> _Instructions for the task_:
Only the lines from the one containing "point: ceiling -- spot" through the last line below should be written out, exactly and with both ends kept.

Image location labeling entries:
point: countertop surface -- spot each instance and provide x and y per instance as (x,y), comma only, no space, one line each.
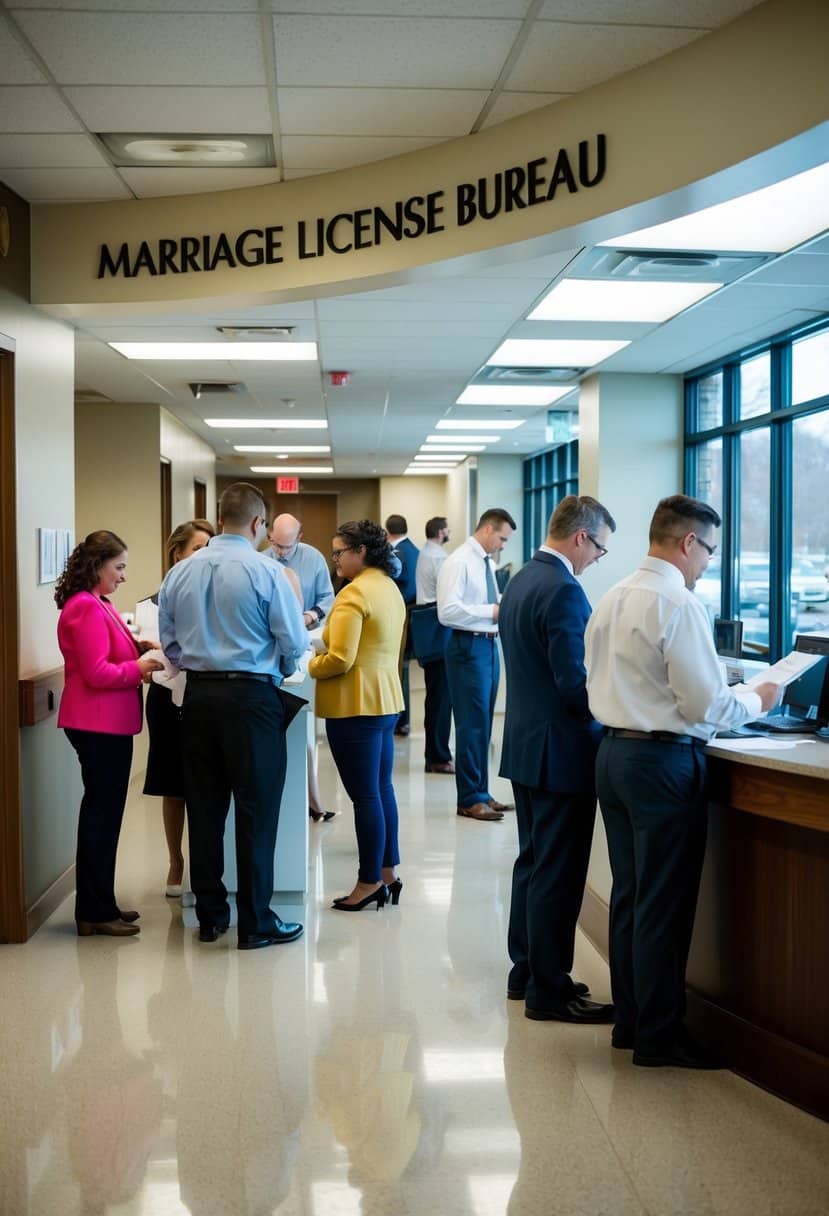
(808,758)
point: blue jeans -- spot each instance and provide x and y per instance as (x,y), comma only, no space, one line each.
(364,753)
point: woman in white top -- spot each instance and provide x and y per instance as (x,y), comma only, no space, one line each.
(164,777)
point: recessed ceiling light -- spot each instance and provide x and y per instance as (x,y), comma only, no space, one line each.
(291,468)
(468,423)
(486,394)
(771,220)
(216,151)
(554,353)
(268,423)
(229,352)
(464,439)
(598,299)
(320,449)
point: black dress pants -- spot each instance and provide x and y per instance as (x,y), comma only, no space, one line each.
(105,769)
(554,837)
(653,801)
(436,713)
(233,743)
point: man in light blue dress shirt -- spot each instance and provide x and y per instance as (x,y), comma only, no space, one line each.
(231,620)
(308,564)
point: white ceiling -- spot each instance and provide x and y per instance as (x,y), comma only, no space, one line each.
(339,83)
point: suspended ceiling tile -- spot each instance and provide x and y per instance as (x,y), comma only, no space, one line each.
(34,108)
(511,105)
(392,51)
(127,48)
(66,185)
(700,13)
(568,58)
(340,152)
(50,152)
(162,183)
(173,110)
(16,67)
(379,111)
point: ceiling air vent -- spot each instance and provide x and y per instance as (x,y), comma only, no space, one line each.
(660,265)
(491,375)
(199,388)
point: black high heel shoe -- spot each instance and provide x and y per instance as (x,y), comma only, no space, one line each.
(377,896)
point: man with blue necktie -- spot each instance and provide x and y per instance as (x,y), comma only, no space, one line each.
(468,604)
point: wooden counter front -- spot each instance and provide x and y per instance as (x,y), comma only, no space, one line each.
(759,969)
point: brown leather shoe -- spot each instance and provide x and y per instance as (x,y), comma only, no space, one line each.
(106,928)
(479,811)
(501,806)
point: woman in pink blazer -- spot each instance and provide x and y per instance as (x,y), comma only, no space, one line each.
(100,713)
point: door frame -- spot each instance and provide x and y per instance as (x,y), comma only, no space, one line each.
(12,887)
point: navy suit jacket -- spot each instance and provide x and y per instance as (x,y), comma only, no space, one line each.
(550,738)
(406,583)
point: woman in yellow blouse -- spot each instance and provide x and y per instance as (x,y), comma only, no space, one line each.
(360,697)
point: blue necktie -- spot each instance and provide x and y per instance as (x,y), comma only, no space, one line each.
(491,590)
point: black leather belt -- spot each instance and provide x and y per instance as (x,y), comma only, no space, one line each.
(259,676)
(689,741)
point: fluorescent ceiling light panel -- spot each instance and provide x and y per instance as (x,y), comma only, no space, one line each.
(492,394)
(468,423)
(226,352)
(770,220)
(268,423)
(464,439)
(554,352)
(322,449)
(598,299)
(291,468)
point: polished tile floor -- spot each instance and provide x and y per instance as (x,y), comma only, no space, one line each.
(371,1069)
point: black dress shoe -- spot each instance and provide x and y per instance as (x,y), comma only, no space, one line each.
(212,932)
(283,930)
(519,994)
(684,1053)
(577,1008)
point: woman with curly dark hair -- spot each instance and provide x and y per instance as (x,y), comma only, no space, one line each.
(100,713)
(360,697)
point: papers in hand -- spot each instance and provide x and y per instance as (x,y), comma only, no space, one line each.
(784,671)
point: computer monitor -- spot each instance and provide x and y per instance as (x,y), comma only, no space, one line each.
(728,637)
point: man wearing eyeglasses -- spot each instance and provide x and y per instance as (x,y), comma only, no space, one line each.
(654,681)
(550,744)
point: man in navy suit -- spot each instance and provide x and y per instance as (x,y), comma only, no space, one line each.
(407,552)
(550,744)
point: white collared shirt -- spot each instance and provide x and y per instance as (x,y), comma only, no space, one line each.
(650,659)
(429,561)
(565,561)
(462,598)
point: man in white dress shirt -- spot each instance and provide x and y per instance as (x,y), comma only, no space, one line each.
(654,681)
(438,704)
(468,602)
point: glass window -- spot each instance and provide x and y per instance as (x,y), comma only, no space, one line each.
(709,403)
(810,524)
(754,556)
(755,386)
(810,367)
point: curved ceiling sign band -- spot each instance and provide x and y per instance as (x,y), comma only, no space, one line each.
(507,190)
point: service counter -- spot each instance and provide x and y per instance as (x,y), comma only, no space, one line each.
(759,968)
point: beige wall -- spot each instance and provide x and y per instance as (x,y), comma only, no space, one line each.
(416,499)
(190,459)
(118,487)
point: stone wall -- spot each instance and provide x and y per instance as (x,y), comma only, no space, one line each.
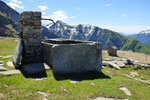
(72,56)
(31,37)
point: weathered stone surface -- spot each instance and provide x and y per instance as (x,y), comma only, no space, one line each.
(114,65)
(34,68)
(10,72)
(73,58)
(17,54)
(31,29)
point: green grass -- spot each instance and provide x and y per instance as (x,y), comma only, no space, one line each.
(17,87)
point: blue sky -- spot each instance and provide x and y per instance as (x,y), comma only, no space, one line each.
(126,16)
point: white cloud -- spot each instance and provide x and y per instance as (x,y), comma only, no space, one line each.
(58,15)
(16,1)
(124,15)
(43,7)
(14,5)
(107,5)
(78,8)
(126,29)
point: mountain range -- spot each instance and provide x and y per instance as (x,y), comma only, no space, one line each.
(9,19)
(94,33)
(143,36)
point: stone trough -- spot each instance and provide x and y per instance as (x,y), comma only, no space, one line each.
(72,56)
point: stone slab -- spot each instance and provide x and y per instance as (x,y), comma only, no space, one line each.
(10,72)
(33,68)
(17,54)
(78,58)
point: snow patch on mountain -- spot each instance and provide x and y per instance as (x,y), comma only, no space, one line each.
(145,32)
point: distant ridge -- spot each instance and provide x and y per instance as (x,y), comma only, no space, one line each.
(143,36)
(94,33)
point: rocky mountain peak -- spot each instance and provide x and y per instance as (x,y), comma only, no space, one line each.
(5,9)
(145,32)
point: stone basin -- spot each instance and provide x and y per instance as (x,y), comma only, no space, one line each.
(72,56)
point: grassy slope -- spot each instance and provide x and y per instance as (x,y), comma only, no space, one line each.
(20,88)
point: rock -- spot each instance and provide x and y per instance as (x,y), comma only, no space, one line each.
(10,72)
(72,56)
(9,63)
(34,68)
(74,81)
(103,98)
(3,68)
(2,96)
(126,91)
(120,63)
(134,74)
(114,65)
(17,54)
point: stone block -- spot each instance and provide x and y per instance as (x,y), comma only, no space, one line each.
(72,57)
(27,29)
(34,68)
(17,54)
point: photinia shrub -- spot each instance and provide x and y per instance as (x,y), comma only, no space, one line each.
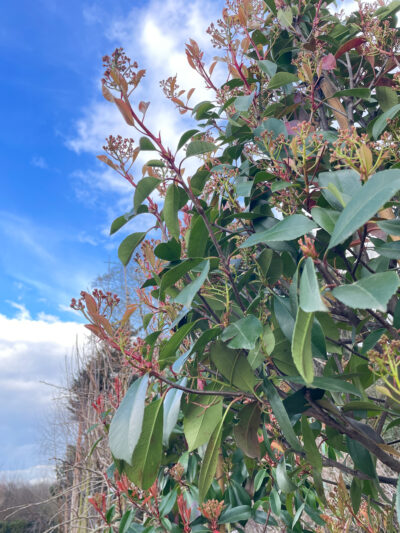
(266,383)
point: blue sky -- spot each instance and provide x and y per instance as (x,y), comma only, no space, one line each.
(57,200)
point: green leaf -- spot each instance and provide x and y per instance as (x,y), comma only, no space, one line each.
(283,480)
(280,414)
(372,292)
(398,501)
(233,366)
(329,384)
(284,316)
(175,199)
(146,145)
(143,189)
(185,137)
(146,458)
(355,493)
(358,92)
(346,182)
(210,461)
(155,163)
(246,431)
(169,251)
(289,228)
(243,333)
(378,190)
(310,298)
(388,249)
(267,67)
(198,236)
(273,126)
(361,457)
(187,294)
(235,514)
(126,425)
(168,351)
(312,453)
(265,347)
(129,245)
(260,476)
(391,227)
(201,416)
(301,345)
(242,103)
(380,123)
(326,218)
(271,5)
(172,403)
(387,97)
(176,273)
(285,17)
(280,79)
(200,147)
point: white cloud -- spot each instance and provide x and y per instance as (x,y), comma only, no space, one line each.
(23,314)
(40,162)
(159,48)
(33,475)
(32,352)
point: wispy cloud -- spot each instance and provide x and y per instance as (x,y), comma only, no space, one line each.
(31,351)
(40,162)
(158,47)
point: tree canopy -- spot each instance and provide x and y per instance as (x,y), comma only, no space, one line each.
(266,385)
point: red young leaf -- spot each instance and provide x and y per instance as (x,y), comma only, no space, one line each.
(107,94)
(353,43)
(328,62)
(91,305)
(125,111)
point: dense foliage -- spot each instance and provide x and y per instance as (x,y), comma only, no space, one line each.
(266,385)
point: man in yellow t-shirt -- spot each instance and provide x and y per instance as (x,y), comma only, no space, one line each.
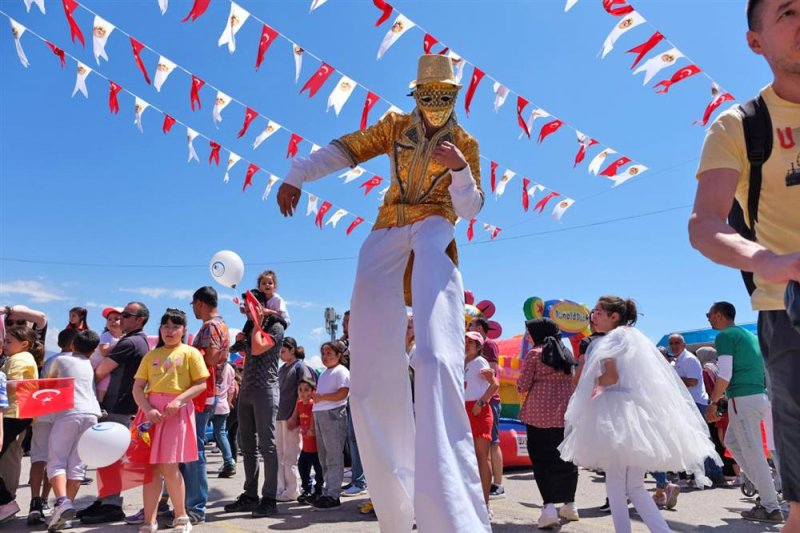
(774,258)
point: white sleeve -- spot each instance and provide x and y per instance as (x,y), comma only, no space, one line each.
(317,165)
(725,364)
(467,198)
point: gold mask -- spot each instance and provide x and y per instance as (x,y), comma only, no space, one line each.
(436,102)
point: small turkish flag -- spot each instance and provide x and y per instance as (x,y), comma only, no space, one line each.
(38,397)
(268,36)
(368,105)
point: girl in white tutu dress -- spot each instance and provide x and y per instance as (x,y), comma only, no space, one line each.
(631,414)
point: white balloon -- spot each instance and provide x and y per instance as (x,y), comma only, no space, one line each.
(103,444)
(227,268)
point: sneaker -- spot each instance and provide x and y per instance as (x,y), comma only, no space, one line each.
(496,492)
(36,512)
(549,517)
(569,512)
(354,490)
(228,470)
(61,515)
(671,491)
(102,514)
(243,504)
(326,503)
(8,511)
(266,507)
(760,514)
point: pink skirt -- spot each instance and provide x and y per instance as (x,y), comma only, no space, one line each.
(174,439)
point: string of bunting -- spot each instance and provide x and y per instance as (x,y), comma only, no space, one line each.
(630,18)
(613,171)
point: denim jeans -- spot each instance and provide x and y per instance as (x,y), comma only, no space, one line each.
(220,423)
(194,474)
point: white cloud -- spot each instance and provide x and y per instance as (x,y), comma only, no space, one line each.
(36,291)
(158,292)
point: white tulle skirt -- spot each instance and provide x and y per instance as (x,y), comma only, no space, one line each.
(647,420)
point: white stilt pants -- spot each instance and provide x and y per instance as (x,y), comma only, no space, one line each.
(425,469)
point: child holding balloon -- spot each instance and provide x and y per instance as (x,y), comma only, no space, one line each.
(173,373)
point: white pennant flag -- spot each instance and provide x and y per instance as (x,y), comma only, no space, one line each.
(298,61)
(139,108)
(101,30)
(631,172)
(232,160)
(352,174)
(273,179)
(508,175)
(561,207)
(631,20)
(652,66)
(220,103)
(190,135)
(312,204)
(17,30)
(340,94)
(500,95)
(271,128)
(336,217)
(39,3)
(599,159)
(163,69)
(235,21)
(80,80)
(400,26)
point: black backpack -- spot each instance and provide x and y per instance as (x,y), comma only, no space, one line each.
(758,141)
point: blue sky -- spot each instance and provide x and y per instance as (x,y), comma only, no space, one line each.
(81,188)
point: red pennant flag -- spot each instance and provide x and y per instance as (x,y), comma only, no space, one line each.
(168,123)
(353,225)
(612,169)
(198,8)
(319,78)
(617,11)
(57,51)
(113,91)
(645,47)
(682,74)
(248,177)
(194,95)
(525,198)
(268,35)
(471,229)
(214,155)
(387,11)
(715,103)
(249,116)
(549,129)
(370,184)
(477,76)
(368,105)
(521,104)
(540,205)
(37,397)
(137,50)
(294,140)
(323,209)
(74,30)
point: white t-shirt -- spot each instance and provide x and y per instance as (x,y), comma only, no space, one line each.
(329,382)
(475,384)
(688,366)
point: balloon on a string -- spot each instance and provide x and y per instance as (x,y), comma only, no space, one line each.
(227,268)
(103,444)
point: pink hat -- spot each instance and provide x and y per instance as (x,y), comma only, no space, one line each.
(475,336)
(108,310)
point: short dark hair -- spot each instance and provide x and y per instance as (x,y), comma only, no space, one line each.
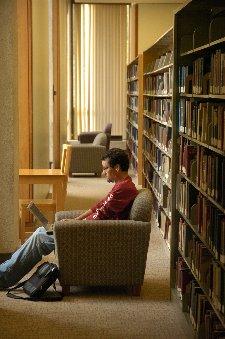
(117,156)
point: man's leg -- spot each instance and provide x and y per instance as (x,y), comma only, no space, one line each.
(26,257)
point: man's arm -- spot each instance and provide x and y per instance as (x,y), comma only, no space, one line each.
(84,215)
(81,216)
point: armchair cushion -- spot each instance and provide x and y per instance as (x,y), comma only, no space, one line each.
(104,252)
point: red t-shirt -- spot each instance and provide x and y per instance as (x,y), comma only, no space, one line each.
(117,204)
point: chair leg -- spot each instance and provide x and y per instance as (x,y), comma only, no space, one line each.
(65,290)
(135,290)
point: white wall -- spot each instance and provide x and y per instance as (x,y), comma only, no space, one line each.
(40,42)
(153,21)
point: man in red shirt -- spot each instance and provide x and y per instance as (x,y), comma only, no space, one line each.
(116,205)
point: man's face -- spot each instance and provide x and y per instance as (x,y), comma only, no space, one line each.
(109,172)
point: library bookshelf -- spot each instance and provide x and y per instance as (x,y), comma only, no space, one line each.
(157,128)
(134,114)
(198,165)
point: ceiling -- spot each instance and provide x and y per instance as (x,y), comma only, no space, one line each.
(132,1)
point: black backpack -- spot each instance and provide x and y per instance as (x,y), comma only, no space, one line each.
(37,285)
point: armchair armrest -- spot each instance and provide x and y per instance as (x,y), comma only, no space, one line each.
(86,158)
(87,137)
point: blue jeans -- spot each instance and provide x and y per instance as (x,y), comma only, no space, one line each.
(26,257)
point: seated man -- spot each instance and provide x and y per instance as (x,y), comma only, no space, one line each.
(116,205)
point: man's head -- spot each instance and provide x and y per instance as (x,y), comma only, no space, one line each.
(115,164)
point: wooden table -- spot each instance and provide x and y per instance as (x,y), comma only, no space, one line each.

> _Output of the task_:
point: ceiling -- spot each instance and provide x and y per instance as (x,y), comma only, no space, one line each.
(132,1)
point: black backpack -- spot each instance and provide x and y per instance as (x,y), comma only, no space, one line each.
(37,285)
point: armchair armrest -- spot each instance and provide x and y per instance as (x,y), comma only, no space, one line each.
(86,158)
(87,137)
point: blue jeans -- spot each instance and provide x and y per instance as (x,y), comma only, no space, one line each.
(26,257)
point: seated man -- spot each instance and provide x and y per instance as (x,y), comma only, no space, one line each.
(116,205)
point: man's head -- spot each instance and provide x and y per instance as (x,y), comma only, no space, one line each.
(115,164)
point: wooden table -- spot each instance and provide x and y per instance as (x,y), comma only, no space, one line each.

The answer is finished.